*EXCERPTED TEXT:*
◇ ◇ ◇ ◇ ◇ ◇ ◇

Continuous Delivery in the Cloud: Deployment Automation (Part 5 of 6)

In part 1 of this series, I introduced the Continuous Delivery (CD) pipeline for the Manatee Tracking application. In part 2 I went over how we use this CD pipeline to deliver software from checkin to production. In part 3, we focused on how CloudFormation is used to script the virtual AWS components that create the Manatee infrastructure. Then in part 4, we focused on a “property file less” environment by dynamically setting and retrieving properties. A list of topics for each of the articles is summarized below:
Part 1: Introduction – Introduction to continuous delivery in the cloud and the rest of the articles;
Part 2: CD Pipeline – In-depth look at the CD Pipeline;
Part 3: CloudFormation – Scripted virtual resource provisioning;
Part 4: Dynamic Configuration – “Property file less” infrastructure;
Part 5: Deployment Automation – What you’re reading now;
Part 6: Infrastructure Automation – Scripted environment provisioning (Infrastructure Automation)
In this part of the series, I am going to show how we use Capistrano to script our deployments to target environments.
What is Capistrano?
Capistrano is an open source Ruby tool used for deploying web applications. It automates deploying to one or more servers. These deployments can include procedures like placing a war on a target server, database changes, starting services, etc.

◇ ◇ ◇ ◇ ◇ ◇ ◇

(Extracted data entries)
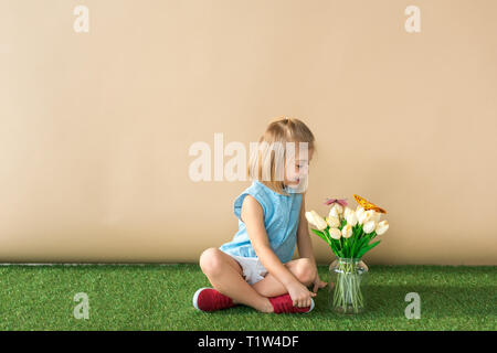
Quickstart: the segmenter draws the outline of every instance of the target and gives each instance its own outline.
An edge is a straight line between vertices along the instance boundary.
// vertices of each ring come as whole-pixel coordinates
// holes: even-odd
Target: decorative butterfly
[[[361,197],[359,195],[353,195],[353,197],[356,199],[357,203],[360,204],[362,206],[362,208],[364,208],[366,211],[374,210],[376,212],[379,212],[379,213],[387,213],[387,211],[384,211],[383,208],[381,208],[381,207],[377,206],[376,204],[369,202],[364,197]]]
[[[347,199],[328,199],[328,197],[326,197],[325,205],[330,205],[330,204],[334,204],[334,203],[338,203],[339,205],[345,207],[345,206],[347,206],[346,200]]]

◇ ◇ ◇ ◇ ◇ ◇ ◇

*SET OF TASKS:*
1 – In the article on deployment automation, rewrite the paragraph beginning "Capistrano is an open source Ruby tool" more briefly while keeping its main facts.
2 – Gather every line of the listing that contains the word "each".

*RESULTS IN ORDER:*
1 – Capistrano, an open source Ruby tool, automates deploying web applications to one or more servers. These deployments can include placing a war on a target server, making database changes and starting services.

2 –
Quickstart: the segmenter draws the outline of every instance of the target and gives each instance its own outline.
// vertices of each ring come as whole-pixel coordinates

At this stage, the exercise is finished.